◆ Texte de lecture ◆
※
Par Apex
Si au lieu de s’extasier sur un dixième de pour cent de croissance sur un trimestre ou dix points de hausse de l’indice boursier parisien du CAC 40, on voulait bien regarder et mettre en rapport des indicateurs plus fondamentaux de la situation et des perspectives permises par cet état des choses, on aurait sans doute une vision moins changeante sur le présent et l’avenir. Car les dégâts de la crise ne se mesurent pas seulement ou pas principalement à l’aune du PIB (Produit intérieur brut). Les résultats d’enquêtes récentes sur les destructions de capacités industrielles et sur le chômage des jeunes en Europe ou sur les programmes d’investissements réalisés et projetés par les grandes firmes mondiales jettent une lumière crue sur ce qu’hier et aujourd’hui laissent présager pour demain.
※
◆ Extraits d'entrées ◆
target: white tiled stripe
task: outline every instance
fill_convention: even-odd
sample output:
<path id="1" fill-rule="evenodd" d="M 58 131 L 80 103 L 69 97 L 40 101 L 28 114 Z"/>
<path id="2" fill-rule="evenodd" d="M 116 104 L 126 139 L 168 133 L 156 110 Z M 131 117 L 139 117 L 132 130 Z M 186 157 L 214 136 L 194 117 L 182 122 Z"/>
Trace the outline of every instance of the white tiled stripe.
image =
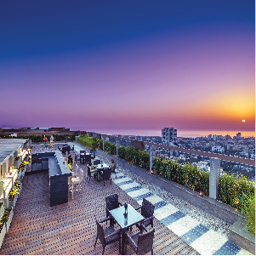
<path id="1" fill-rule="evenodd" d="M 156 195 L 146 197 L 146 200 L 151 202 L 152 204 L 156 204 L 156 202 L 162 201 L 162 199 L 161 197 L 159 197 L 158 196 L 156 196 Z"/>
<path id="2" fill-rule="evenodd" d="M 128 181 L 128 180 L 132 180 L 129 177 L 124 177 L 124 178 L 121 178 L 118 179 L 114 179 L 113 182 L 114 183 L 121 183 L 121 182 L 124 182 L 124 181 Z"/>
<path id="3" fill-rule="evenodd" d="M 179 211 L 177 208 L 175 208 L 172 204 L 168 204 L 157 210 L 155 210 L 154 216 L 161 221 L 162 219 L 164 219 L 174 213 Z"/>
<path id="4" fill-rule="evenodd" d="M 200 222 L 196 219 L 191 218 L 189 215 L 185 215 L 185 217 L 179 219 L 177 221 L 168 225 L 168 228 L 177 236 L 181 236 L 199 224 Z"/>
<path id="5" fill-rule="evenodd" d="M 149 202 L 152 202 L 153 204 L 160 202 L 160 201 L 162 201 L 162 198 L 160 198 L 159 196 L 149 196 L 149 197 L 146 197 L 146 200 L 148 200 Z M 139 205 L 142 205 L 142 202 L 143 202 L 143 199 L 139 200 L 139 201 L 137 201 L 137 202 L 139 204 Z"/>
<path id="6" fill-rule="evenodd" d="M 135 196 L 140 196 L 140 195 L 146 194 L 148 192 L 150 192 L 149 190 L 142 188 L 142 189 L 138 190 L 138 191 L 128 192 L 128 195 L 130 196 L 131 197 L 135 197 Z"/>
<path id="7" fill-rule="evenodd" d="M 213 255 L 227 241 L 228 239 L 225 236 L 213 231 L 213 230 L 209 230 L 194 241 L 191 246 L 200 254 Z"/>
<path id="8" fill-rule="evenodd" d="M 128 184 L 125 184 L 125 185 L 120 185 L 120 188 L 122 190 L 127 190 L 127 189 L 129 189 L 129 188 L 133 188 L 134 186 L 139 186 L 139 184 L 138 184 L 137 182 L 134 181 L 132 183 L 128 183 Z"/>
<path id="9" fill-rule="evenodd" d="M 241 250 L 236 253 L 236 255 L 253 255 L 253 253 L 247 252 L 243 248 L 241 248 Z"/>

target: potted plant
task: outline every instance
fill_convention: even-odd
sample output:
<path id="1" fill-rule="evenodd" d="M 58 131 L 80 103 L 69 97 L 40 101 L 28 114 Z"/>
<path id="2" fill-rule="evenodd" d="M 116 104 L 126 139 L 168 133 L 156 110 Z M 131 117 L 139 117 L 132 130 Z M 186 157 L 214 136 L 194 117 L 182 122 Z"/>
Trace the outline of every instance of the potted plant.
※
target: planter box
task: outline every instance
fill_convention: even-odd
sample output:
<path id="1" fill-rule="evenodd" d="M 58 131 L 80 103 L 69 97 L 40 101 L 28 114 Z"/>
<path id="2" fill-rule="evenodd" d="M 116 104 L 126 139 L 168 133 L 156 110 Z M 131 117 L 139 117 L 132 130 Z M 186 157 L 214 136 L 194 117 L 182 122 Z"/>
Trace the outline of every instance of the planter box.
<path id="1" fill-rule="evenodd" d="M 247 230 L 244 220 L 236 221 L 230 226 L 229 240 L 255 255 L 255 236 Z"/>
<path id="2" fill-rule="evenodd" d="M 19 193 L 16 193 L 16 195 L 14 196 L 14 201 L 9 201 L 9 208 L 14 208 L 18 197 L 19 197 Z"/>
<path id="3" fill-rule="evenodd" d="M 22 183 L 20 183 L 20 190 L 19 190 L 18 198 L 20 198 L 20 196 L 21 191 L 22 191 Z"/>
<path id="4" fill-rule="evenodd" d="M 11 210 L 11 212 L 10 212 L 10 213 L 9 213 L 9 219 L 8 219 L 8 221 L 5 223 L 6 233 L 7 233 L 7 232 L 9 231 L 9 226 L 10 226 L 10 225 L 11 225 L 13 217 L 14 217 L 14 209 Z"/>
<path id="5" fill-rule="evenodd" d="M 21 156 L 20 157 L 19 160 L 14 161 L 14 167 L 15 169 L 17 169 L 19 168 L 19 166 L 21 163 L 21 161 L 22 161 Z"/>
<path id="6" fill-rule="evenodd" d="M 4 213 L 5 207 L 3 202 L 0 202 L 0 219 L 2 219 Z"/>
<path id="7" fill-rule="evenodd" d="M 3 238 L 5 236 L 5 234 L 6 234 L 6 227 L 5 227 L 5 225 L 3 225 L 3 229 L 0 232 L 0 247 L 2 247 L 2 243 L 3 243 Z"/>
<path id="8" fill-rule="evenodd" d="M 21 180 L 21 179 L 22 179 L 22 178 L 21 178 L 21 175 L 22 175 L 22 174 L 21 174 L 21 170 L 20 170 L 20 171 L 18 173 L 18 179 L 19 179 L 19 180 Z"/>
※
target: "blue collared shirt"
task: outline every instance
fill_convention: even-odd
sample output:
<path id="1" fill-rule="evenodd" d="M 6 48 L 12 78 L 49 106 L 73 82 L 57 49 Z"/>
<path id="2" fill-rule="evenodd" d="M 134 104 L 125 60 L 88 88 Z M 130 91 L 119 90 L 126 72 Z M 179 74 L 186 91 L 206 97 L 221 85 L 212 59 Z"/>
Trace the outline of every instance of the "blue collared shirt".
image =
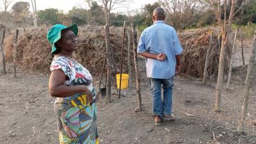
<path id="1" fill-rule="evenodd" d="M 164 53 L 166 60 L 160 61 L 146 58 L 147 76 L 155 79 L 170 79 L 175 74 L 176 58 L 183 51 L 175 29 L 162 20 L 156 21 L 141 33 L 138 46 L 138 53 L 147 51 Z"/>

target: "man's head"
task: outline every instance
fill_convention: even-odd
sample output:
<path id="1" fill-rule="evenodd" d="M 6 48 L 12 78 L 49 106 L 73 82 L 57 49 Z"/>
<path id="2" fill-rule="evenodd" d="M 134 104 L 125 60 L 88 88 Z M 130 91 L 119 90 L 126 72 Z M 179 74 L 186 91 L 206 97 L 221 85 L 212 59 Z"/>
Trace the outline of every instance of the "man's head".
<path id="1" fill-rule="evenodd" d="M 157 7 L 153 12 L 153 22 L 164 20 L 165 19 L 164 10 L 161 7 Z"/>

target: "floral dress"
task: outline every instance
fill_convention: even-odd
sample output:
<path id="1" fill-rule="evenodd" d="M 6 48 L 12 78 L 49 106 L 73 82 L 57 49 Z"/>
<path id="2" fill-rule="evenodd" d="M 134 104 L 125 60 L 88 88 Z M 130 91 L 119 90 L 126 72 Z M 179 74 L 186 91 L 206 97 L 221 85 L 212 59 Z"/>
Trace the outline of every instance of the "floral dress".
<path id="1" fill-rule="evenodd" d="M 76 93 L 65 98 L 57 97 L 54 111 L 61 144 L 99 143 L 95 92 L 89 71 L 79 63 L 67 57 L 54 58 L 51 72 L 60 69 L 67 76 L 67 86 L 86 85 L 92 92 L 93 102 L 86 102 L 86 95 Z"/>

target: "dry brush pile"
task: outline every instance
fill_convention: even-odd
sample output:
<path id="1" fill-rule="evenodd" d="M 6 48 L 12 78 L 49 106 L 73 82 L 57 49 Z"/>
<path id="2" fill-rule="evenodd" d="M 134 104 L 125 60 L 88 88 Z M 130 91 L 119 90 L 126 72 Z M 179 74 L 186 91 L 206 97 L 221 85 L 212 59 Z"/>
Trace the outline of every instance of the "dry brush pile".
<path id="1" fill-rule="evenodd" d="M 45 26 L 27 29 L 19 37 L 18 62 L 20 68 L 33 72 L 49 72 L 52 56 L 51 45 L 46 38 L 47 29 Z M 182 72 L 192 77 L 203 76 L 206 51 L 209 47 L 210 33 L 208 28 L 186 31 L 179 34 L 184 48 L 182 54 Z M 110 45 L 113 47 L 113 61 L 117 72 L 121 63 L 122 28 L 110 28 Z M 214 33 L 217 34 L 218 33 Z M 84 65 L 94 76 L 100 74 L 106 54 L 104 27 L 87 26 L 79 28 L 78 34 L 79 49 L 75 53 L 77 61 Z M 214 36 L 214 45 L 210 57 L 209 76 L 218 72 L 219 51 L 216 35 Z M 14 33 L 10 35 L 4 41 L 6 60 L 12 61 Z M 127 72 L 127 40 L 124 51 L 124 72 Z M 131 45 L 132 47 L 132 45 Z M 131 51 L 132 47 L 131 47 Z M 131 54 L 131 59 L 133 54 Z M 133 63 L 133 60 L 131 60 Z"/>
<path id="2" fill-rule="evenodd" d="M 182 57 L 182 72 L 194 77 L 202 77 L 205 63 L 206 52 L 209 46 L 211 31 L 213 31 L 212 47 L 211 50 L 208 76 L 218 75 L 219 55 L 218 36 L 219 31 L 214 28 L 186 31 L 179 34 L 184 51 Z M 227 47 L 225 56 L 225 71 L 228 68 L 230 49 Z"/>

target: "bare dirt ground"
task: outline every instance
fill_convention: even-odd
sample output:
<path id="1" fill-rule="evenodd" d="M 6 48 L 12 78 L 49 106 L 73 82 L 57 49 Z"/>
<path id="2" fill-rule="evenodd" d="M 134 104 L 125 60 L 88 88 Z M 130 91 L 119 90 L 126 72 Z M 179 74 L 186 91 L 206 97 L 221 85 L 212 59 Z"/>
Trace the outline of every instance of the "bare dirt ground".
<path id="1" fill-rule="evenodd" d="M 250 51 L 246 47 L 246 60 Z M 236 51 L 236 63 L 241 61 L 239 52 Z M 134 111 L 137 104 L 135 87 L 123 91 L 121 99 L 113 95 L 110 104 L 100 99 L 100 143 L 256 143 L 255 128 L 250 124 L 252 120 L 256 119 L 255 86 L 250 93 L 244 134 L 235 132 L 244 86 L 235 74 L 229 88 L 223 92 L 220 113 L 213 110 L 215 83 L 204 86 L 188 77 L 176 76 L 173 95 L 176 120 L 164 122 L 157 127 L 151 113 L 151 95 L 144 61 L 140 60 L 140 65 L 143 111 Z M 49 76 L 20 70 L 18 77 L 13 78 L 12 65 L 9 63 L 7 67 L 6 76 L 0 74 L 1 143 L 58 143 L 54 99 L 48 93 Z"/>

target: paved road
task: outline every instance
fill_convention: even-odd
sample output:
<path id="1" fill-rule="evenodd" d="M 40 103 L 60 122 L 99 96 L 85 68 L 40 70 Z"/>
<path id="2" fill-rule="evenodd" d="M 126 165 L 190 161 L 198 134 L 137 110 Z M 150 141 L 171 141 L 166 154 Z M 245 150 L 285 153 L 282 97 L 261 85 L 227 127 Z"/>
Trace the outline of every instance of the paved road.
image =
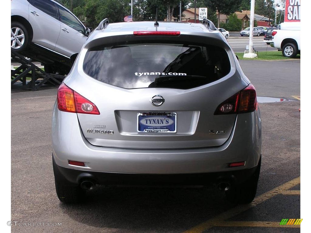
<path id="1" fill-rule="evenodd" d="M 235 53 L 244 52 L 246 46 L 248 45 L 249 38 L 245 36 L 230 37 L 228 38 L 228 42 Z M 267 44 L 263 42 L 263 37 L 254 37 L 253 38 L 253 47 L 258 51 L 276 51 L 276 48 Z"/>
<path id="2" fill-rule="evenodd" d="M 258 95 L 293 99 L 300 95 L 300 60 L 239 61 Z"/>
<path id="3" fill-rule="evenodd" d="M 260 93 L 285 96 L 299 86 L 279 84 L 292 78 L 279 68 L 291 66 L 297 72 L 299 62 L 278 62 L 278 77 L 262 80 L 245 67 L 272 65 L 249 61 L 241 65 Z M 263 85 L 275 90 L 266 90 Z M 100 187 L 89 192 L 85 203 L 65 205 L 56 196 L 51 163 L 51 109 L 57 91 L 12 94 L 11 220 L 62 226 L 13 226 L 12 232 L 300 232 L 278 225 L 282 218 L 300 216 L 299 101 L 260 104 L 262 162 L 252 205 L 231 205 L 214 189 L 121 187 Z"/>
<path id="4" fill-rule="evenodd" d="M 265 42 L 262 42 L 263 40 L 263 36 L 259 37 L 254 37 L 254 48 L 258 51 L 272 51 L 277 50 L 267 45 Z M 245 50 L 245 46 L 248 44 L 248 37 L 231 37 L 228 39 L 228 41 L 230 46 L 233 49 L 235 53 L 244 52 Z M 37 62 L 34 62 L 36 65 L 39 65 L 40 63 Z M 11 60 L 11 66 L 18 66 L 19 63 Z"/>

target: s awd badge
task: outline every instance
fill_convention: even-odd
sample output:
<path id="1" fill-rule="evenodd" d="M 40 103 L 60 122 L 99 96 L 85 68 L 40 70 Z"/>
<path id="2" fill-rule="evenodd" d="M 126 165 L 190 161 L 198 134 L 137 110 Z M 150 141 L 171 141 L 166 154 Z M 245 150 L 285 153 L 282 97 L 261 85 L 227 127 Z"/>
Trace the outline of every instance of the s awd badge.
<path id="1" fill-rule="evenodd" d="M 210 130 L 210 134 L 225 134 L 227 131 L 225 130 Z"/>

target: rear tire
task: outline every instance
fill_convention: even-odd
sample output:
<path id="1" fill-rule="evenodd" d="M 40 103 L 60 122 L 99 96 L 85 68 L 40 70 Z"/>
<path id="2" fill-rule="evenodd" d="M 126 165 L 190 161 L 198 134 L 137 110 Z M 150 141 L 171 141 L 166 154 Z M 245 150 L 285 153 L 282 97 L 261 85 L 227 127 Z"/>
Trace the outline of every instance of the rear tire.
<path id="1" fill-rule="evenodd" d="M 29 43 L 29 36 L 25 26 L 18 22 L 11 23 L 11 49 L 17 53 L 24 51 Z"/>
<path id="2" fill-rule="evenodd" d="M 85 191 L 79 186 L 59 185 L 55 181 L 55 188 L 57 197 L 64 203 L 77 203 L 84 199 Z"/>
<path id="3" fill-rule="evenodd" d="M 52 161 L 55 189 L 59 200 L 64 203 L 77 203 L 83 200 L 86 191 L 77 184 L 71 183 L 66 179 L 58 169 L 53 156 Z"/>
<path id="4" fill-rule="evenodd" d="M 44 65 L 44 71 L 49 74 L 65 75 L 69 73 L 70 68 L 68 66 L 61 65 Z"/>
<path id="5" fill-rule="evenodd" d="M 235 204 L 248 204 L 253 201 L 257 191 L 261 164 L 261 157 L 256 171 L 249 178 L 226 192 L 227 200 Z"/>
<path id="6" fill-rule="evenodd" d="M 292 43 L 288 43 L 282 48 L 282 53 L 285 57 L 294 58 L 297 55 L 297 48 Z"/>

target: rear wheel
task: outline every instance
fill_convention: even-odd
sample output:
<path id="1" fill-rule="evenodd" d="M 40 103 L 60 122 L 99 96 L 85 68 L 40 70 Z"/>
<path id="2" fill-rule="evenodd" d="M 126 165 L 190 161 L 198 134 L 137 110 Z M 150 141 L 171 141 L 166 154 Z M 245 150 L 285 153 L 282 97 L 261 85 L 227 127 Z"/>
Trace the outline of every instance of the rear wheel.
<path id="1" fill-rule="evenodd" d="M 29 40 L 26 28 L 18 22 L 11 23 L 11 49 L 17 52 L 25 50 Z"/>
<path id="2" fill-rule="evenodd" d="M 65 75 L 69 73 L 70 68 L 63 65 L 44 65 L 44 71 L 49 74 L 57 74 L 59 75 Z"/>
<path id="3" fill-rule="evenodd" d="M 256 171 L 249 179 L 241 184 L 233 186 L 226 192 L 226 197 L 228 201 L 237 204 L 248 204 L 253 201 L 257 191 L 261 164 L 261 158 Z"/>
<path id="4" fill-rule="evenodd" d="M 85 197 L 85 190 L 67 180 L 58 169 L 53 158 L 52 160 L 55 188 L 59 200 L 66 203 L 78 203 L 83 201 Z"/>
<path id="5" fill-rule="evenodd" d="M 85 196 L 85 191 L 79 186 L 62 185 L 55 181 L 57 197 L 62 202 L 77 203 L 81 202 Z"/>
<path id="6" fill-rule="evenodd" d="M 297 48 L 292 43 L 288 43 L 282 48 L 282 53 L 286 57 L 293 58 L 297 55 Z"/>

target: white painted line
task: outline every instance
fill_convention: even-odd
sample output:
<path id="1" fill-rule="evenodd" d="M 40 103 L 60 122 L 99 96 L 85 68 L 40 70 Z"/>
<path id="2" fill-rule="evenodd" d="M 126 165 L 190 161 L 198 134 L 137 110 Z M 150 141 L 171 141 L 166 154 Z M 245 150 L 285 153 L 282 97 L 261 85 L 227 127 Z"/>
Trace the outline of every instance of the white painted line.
※
◆ Exercices à réaliser ◆
**A)** Le texte sur les dégâts de la crise cite des enquêtes récentes. Énumérez tous les sujets sur lesquels ces enquêtes ont porté.
**B)** Filtrez les entrées pour n'en recopier que les lignes contenant la chaîne « pile », en respectant la casse.
Le texte et les entrées proviennent de sources sans lien entre elles.

◆ Réponses rédigées ◆
**A)**
- les destructions de capacités industrielles
- le chômage des jeunes en Europe
- les programmes d'investissements réalisés et projetés par les grandes firmes mondiales

**B)**
target: "dry brush pile"
Trace the outline of every instance of the "dry brush pile".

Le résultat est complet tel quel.